**Document section**
** Begin **

Here is the office memo about his helmet. 
“to be clear on what the invader is (and is not). Just because this has a chin bar does not make it a DH helmet, it was never designed to be a DH helmet. It is meant to be so ventilated that you will wear this climbing for hours as well as go fast down. I did not intend to see this on the lifts at Whistler.
The chin bar is very strong, passes the DH standard and even passes the US DOT chin bar standards. This helmet does not pass the ASTM DH standard in full. I would have to close up most of the vents to make that happen. Then it would no longer be a helmet you would be willing to climb in and ride.
This is a trail helmet with face protection. Strong face protection.”


----------



## Igotsoul4u (May 11, 2019)

Nat said:


> Since you're in the helmet industry maybe you could help define it for me. Would the D3 carbon be a better choice than the Stage for riding park? Why or why not?
> 
> Or, what would I gain from buying the D3 Carbon over the Stage when the Stage is lighter, more ventilated, and less expensive?


I was told durability. Apparently the D3 is more likely to survive a crash since it's sturdier. I was on the fence and opted for the D3. It was more comfortable overall. Hopefully it won't kill me on those hot days.


----------



## AkhenKheires (Oct 8, 2019)

For the extra protection, I'm leaning towards going for a helmet with a chin bar at this point. This Kali Invader helmet looks really interesting to me.

Will the Kali Invader be the most ventilated helmet on the market with a chin bar?


----------

** End **

**Material**
** Begin **

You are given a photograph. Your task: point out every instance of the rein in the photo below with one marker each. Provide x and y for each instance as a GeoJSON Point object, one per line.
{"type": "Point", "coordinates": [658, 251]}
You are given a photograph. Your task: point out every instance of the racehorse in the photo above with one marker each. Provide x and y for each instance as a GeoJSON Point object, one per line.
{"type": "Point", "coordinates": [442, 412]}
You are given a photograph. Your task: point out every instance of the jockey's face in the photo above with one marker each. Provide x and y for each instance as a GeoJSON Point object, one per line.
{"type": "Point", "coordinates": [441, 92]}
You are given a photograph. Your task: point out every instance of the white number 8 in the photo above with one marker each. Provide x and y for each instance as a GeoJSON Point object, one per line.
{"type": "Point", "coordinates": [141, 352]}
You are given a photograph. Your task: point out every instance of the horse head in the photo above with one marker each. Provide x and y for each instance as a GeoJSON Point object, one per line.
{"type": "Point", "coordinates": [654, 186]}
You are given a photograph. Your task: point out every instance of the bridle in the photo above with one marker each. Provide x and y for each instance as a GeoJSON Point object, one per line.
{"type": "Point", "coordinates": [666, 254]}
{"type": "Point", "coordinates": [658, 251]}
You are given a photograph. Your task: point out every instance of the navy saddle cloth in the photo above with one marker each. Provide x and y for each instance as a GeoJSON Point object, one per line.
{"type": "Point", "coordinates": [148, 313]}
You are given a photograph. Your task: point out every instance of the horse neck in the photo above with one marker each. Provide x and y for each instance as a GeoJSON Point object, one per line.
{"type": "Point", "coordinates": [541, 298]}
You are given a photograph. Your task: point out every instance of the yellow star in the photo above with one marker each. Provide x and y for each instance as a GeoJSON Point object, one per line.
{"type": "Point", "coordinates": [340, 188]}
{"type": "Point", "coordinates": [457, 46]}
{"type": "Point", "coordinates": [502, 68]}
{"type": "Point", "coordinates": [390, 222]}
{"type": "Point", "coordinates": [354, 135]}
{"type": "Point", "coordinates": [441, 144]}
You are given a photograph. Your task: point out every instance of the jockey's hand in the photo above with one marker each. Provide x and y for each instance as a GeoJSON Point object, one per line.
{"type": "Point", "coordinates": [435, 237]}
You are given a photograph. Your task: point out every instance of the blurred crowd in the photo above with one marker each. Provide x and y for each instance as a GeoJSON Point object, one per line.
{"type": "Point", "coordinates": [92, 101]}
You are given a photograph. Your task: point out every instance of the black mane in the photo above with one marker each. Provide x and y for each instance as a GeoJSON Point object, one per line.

** End **

**What to do**
- A) Answer from the helmet thread:
(i) Which standard does the helmet not pass in full?
(ii) What reason was Igotsoul4u given for the D3?
(iii) Which helmet does AkhenKheires find interesting?
- B) In the helmet thread, swap "chin bar" for "face guard" and write out the passage from "For the extra" up to and including "a chin bar?".
These lines come from a different source than the helmet thread.

**Expected answers**
- A)
(i) The ASTM DH standard.
(ii) Durability.
(iii) The Kali Invader helmet.

- B)
For the extra protection, I'm leaning towards going for a helmet with a face guard at this point. This Kali Invader helmet looks really interesting to me.

Will the Kali Invader be the most ventilated helmet on the market with a face guard?